→ Work required
What should come back is the data below, word for word, minus any picture.

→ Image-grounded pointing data
++++
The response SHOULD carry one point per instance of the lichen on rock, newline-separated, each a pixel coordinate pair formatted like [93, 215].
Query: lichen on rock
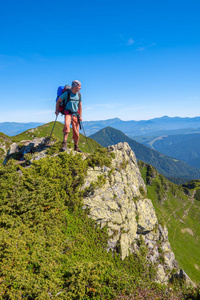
[121, 205]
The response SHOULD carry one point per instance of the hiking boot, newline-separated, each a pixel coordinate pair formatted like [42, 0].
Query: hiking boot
[76, 148]
[64, 146]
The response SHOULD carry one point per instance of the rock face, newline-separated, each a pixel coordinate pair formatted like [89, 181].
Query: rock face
[122, 206]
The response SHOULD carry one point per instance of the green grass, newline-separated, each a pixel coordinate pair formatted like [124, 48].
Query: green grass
[181, 214]
[85, 144]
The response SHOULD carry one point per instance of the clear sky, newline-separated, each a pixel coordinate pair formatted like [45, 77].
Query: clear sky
[136, 59]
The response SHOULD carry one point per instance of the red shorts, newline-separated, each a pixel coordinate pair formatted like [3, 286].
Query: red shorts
[75, 126]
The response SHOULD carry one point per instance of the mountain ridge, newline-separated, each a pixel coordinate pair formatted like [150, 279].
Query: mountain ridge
[167, 166]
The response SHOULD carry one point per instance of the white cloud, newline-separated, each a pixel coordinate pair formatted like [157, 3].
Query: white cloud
[145, 47]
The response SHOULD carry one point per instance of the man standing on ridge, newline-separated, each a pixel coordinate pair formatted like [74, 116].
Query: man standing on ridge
[73, 113]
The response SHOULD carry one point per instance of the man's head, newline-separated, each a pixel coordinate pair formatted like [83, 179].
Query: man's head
[76, 85]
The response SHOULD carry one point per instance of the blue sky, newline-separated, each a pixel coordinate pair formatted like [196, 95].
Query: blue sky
[136, 59]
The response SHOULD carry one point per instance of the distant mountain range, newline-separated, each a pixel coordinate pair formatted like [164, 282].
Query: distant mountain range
[173, 169]
[153, 127]
[157, 126]
[14, 128]
[185, 147]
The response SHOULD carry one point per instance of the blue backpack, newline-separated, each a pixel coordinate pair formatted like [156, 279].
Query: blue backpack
[60, 91]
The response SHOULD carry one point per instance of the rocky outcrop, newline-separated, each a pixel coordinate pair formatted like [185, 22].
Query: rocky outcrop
[121, 205]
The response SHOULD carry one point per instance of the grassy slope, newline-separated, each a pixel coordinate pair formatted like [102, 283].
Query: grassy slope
[45, 130]
[49, 247]
[181, 214]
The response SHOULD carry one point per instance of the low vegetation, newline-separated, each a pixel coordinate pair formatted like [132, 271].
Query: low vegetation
[177, 207]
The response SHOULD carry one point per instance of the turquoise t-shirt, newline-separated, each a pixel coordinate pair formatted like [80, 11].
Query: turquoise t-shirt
[72, 105]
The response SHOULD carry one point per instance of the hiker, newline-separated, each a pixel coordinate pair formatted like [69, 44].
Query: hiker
[72, 112]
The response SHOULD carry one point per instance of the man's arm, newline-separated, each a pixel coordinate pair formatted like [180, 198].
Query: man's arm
[80, 110]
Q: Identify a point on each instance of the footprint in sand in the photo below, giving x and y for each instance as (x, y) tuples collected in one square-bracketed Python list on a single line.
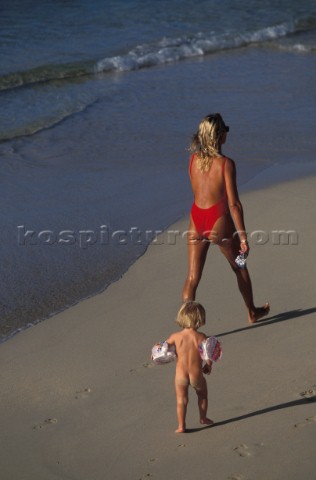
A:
[(48, 421), (244, 451), (83, 393), (309, 394), (308, 421), (148, 365)]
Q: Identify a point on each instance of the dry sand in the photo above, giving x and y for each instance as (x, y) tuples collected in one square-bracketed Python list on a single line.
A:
[(81, 400)]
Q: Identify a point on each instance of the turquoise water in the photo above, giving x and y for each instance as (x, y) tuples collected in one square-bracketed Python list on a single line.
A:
[(98, 105)]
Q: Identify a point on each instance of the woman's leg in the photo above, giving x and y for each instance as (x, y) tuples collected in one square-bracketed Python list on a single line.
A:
[(197, 251), (230, 248)]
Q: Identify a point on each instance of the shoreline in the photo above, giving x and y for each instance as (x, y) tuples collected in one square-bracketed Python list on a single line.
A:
[(80, 398), (276, 174)]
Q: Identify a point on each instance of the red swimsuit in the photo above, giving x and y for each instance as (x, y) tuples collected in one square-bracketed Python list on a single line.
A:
[(205, 218)]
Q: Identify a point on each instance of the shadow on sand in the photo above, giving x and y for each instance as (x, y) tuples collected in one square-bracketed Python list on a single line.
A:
[(281, 406), (281, 317)]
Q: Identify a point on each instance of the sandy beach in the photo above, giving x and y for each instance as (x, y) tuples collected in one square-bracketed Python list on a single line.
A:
[(81, 400)]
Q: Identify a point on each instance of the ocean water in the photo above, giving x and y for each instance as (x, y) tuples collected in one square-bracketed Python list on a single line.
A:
[(98, 104)]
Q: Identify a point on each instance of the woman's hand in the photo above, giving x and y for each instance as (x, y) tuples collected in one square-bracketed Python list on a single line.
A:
[(207, 369), (244, 247)]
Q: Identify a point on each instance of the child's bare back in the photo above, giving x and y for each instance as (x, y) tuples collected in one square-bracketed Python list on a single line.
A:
[(189, 368), (189, 362)]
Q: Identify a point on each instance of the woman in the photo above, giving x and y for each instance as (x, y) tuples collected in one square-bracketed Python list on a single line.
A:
++++
→ Solution to the problem
The response SHOULD carry one point per instance of the lichen on rock, newline-separated, each a pixel coordinate pair formatted like [93, 215].
Query: lichen on rock
[121, 205]
The response SHOULD carry one point per instance of the hiking boot, newline-separated, each a pixel coordinate pair formatted like [42, 0].
Query: hiking boot
[76, 148]
[64, 146]
The response SHOULD carry one point per instance of the rock face, newline-separated, each a pixel coordinate pair formatted like [89, 181].
Query: rock face
[122, 206]
The response SHOULD carry one point per instance of the green grass, newline-separated, each a pixel coordinate pair formatted like [124, 48].
Query: green grass
[181, 214]
[85, 144]
The response SHOULD carry one point per instance of the clear sky, newline-separated, each a pixel coordinate pair formatted like [45, 77].
Query: clear sky
[136, 59]
The response SHOULD carry one point per instance of the red shorts, newline-separated, each a pixel coordinate pair formatted like [3, 286].
Query: red shorts
[75, 126]
The response SHOULD carry one point per instance of the mountain ridge, newline-separated, each a pixel coordinate pair formatted like [150, 279].
Query: mountain ridge
[167, 166]
The response SHOULD carry one point per instance of the white cloud, newline-separated, each a pixel coordinate pair formatted like [157, 3].
Query: white cloud
[145, 47]
The response SHOULD carry one point per instance of the man standing on ridge, newline-separated, each a pixel coordinate pair formatted like [74, 116].
Query: man standing on ridge
[73, 113]
The response SHOULD carry one point per instance of the man's head, newline-separated, each a pixel coordinate pair formatted like [83, 179].
Query: man's head
[76, 85]
The response SHOULD carry one point per instance of the blue sky, newline-separated, each a pixel coordinate pair formatted like [196, 95].
Query: blue sky
[136, 59]
The response SHOULD carry one point per instance of the distant mountain range, newline-separated, each a pixel coordinate pair formatted like [164, 282].
Query: distant mountain range
[173, 169]
[153, 127]
[157, 126]
[14, 128]
[185, 147]
The response SHOULD carry one point per instance of the blue backpack, newline-separated, each a pixel coordinate pair formatted like [156, 279].
Query: blue backpack
[60, 91]
The response SHOULD carry one point per instance of the rocky outcrop, newline-separated, each a pixel coordinate pair formatted like [185, 22].
Query: rocky outcrop
[121, 205]
The response SHOULD carry one point per instance of the grassy slope, newline-separated, each a pixel coordinate pair formatted like [102, 283].
Query: grassy slope
[45, 130]
[49, 247]
[181, 214]
The response SHOULD carry one point per instance of the low vegetation, newline-separated, each a pixel coordinate pair formatted like [132, 271].
Query: low vegetation
[177, 207]
The response SHOULD carry one point per instance of the turquoise t-shirt, newline-separated, each a pixel coordinate pair formatted like [80, 11].
Query: turquoise t-shirt
[72, 105]
The response SHOULD carry one point per instance of the hiker, newline-separated, each a pixel coordinate pair formatted like [69, 44].
Query: hiker
[72, 112]
The response SHOULD carry one point per instance of the man's arm, newline-separated, each a pixel coordinate pair formatted like [180, 198].
Query: man's arm
[80, 110]
Q: Identify a point on each instance of the footprint in sand in the photo below, giving x and y for each instance as (x, y) tuples collected in one square-bracketed Python list on a single line.
A:
[(48, 421), (244, 451), (83, 393), (309, 394), (308, 421), (148, 365)]
Q: Identify a point on each instance of the dry sand in the photo above, giving x and y for each instance as (x, y) tuples collected in one square-bracketed Python list on a single line.
A:
[(81, 400)]
Q: Identify a point on each instance of the turquoise water in the photo above, giving x and y for each instance as (x, y) tuples collected in one square-bracketed Python list on a single line.
A:
[(98, 105)]
Q: Identify a point on each instance of the woman's leg in the photo above, giving x and y for each instance as (x, y) tuples collected in one square-bracketed Python list on a single line.
A:
[(197, 251), (230, 248)]
Q: Identify a point on each instance of the shoreline in the photo above, giving x and y for each instance as (x, y) tuples collected in one square-bracketed Python list on a single line.
A:
[(80, 398), (276, 174)]
Q: Identify a point on each instance of the red swimsuit in the photo above, giving x and y for each instance as (x, y) tuples collected in one square-bracketed Python list on a single line.
A:
[(205, 218)]
Q: Identify a point on each instance of the shadow on sand in the photo above, giving x and y for each instance as (x, y) tuples collected in one square-bracketed Python list on a single line.
A:
[(281, 406), (281, 317)]
Q: Identify a point on each instance of the sandy beach in the photo above, giving x and y for each instance as (x, y) tuples collected in one square-bracketed Python list on a single line.
A:
[(81, 400)]
Q: Identify a point on each instance of the ocean water in the photo above, giving x and y for each instance as (x, y) tuples collected in one square-bracketed Python list on a single line.
A:
[(98, 104)]
Q: Identify a point on each instance of the woman's hand in the photo above, giving x and y for each instance as (x, y) tuples collected in one square-bracketed Python list on a single line.
A:
[(207, 369), (244, 247)]
Q: Identify a point on each instance of the child's bare back in the photo above, giving x and y for each instance as (x, y) tuples collected in one square-bracketed Python list on a single line.
A:
[(189, 368), (189, 362)]
Q: Identify a point on each instance of the woman in the photo above, giving x and y for each instance as (x, y) tuples collected in one square-bracketed Python list on a single line.
A:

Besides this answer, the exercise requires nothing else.